## SEZIONE DEL DOCUMENTO

+---+

Caserta: trovare entro il 2010
una valida alternativa al tabacco

«La diffusione delle colture alternative al tabacco è una tappa obbligata anche per la provincia di Caserta, in considerazione del fatto che ora è ancora in vigore il regime di aiuti della Comunità Europea».
E’ quanto ha dichiarato il direttore dell’Istituto sperimentale tabacco di Scafati – Cra (Consiglio per la ricerca e la sperimentazione in agricoltura), Raffaele D’Amore, al termine della visita alle aziende della provincia di Caserta dove vengono portate avanti, appunto, colture alternative al tabacco e che si trovano a Francolise, Sparanise, Portico di Caserta e presso il Cnr di Vitulazio, sotto la direzione scientifica di Giuseppe Interlandi e Riccardo D’Andria.

+---+

[Voci di puntamento su oggetti etichettati]
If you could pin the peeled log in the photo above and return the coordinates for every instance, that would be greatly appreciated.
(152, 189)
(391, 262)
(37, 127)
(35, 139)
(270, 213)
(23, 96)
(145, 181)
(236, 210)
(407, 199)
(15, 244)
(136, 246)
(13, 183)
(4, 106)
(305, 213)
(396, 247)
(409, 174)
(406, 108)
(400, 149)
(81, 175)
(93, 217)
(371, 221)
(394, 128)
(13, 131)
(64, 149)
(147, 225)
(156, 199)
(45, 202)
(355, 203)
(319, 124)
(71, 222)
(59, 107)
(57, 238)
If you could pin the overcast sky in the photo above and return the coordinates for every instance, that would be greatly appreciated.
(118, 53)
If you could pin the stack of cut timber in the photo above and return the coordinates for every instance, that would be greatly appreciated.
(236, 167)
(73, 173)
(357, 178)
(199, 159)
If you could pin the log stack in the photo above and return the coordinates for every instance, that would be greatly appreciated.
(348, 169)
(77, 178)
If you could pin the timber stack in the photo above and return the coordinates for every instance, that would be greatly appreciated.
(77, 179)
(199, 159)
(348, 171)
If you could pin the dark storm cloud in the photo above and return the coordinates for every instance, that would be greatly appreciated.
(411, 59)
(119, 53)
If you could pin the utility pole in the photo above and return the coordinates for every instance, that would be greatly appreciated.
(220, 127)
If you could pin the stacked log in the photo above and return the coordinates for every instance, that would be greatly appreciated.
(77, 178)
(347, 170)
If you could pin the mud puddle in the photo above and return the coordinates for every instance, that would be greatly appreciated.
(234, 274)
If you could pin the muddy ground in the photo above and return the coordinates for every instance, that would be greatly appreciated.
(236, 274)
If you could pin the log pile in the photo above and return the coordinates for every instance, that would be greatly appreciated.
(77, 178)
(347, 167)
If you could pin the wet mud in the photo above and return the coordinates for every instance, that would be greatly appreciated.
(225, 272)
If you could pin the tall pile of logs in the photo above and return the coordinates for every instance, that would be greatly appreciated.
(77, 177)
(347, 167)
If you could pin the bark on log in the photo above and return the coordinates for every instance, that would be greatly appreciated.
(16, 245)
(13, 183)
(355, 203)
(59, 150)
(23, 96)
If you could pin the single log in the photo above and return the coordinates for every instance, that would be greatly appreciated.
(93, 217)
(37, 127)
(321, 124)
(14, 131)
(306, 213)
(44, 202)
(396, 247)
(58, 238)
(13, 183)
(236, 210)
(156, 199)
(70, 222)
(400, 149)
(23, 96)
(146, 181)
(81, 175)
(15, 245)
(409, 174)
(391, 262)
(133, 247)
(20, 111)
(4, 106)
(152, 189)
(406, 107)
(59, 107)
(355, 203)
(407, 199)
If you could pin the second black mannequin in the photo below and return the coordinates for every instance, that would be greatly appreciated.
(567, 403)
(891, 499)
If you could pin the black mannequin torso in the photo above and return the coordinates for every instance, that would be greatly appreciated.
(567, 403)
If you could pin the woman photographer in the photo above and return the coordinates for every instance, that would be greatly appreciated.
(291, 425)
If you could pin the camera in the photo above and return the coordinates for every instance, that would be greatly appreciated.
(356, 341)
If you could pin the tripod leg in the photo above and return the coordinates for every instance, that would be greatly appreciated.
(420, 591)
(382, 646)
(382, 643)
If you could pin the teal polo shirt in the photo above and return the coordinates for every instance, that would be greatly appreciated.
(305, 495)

+---+

## ESERCIZI
1) Elenca le località in cui, secondo l'articolo sulle alternative al tabacco, si trovano le aziende e la sede del Cnr dove vengono portate avanti colture alternative al tabacco.
2) Riporta fedelmente il passo dell'articolo sulle alternative al tabacco che va da "Caserta: trovare entro" a "e Riccardo D’Andria.".
3) Scrivi il seguito dell'articolo sulle alternative al tabacco, ripartendo dopo la sua ultima frase.
I record non hanno alcun ruolo in questo lavoro.

## SOLUZIONI
1) Francolise, Sparanise, Portico di Caserta, Vitulazio

2)
Caserta: trovare entro il 2010
una valida alternativa al tabacco

«La diffusione delle colture alternative al tabacco è una tappa obbligata anche per la provincia di Caserta, in considerazione del fatto che ora è ancora in vigore il regime di aiuti della Comunità Europea».
E’ quanto ha dichiarato il direttore dell’Istituto sperimentale tabacco di Scafati – Cra (Consiglio per la ricerca e la sperimentazione in agricoltura), Raffaele D’Amore, al termine della visita alle aziende della provincia di Caserta dove vengono portate avanti, appunto, colture alternative al tabacco e che si trovano a Francolise, Sparanise, Portico di Caserta e presso il Cnr di Vitulazio, sotto la direzione scientifica di Giuseppe Interlandi e Riccardo D’Andria.

3)
Piante aromatiche, girasole, soia, radicchio, artemisia, stevia, quinoia e senape: colture alternative per rendere meno traumatico l’oramai inevitabile smantellamento della tabacchicoltura italiana, visto che gli aiuti della Comunità europea dureranno solo fino al 2010, essendo oramai lanciata in tutto il mondo la lotta al tabagismo.
Dal 2006 al 2010, comunque, resterà in vigore il “disaccoppiamento” (la separazione tra l’erogazione dei fondi strutturali dell’Unione europea e il tipo di produzione, ndr) parziale degli aiuti e proprio in questi anni dovranno essere incentivate le colture alternative.

L’iniziativa sperimentale che riguarda Caserta e la sua provincia rientra nel progetto Coalta 2 (colture alternative al tabacco), finanziato dalla Comunità europea e vigilato dal ministero delle politiche agricole italiano, e che fa registrare l’impegno di diversi istituti di ricerca nelle analisi e nelle valutazioni di ordinamenti colturali nelle aree di riconversione del tabacco.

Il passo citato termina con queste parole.